WHAT TO WORK ON:
The answer must be one number: how many lines below contain the word "hair".

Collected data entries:
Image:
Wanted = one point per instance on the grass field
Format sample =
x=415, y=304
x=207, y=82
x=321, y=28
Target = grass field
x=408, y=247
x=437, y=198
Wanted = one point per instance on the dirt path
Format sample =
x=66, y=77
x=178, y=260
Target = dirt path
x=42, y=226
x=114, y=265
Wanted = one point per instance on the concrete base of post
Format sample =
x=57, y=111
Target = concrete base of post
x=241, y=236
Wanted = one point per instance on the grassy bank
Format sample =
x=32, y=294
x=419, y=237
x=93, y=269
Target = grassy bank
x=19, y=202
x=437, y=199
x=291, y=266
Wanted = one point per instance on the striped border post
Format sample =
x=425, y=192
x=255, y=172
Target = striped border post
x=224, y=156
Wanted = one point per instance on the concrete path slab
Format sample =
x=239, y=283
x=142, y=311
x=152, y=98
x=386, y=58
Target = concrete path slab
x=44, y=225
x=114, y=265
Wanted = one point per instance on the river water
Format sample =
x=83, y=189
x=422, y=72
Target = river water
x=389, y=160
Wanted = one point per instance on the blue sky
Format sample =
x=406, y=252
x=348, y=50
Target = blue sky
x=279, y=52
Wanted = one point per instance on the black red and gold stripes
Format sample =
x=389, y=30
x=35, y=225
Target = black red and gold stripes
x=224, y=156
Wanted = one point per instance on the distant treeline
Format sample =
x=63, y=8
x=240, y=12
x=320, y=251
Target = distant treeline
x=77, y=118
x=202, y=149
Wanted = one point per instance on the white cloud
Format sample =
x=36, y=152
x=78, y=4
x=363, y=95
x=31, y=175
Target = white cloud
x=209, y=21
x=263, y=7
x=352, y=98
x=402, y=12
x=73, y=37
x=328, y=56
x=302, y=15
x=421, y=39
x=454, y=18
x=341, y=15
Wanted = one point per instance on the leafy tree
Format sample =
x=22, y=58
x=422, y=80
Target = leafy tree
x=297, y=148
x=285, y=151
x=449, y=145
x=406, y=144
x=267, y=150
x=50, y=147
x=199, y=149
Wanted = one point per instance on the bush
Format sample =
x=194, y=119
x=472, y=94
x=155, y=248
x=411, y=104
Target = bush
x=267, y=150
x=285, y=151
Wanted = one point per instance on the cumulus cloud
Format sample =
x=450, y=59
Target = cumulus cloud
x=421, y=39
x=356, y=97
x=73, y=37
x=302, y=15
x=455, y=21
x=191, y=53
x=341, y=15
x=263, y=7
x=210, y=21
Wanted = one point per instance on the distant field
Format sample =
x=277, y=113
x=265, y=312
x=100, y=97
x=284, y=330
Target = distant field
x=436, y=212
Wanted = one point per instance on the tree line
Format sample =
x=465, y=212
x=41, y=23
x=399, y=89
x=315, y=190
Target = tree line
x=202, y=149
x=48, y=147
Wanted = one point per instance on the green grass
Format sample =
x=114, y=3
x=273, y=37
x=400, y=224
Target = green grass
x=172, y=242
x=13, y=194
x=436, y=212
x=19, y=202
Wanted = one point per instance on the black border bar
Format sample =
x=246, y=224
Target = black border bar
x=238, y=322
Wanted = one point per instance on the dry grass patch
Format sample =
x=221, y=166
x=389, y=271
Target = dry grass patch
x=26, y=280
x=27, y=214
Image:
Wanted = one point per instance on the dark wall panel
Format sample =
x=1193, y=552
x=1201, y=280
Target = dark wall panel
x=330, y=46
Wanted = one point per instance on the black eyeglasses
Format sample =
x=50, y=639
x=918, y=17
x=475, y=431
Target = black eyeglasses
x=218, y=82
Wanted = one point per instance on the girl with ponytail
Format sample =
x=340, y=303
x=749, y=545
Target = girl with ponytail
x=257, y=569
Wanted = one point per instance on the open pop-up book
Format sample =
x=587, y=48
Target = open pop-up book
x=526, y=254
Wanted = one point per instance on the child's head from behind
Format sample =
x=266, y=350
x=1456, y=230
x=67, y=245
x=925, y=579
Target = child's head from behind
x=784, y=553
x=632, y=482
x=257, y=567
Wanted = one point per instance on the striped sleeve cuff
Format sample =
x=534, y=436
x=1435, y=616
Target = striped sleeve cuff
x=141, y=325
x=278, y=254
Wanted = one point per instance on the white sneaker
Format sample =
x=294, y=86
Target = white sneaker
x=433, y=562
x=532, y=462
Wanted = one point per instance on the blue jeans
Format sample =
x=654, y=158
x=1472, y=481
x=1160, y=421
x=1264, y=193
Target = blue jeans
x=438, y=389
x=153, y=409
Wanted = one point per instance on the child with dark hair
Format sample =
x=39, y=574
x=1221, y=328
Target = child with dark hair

RESPONSE TO THE TASK:
2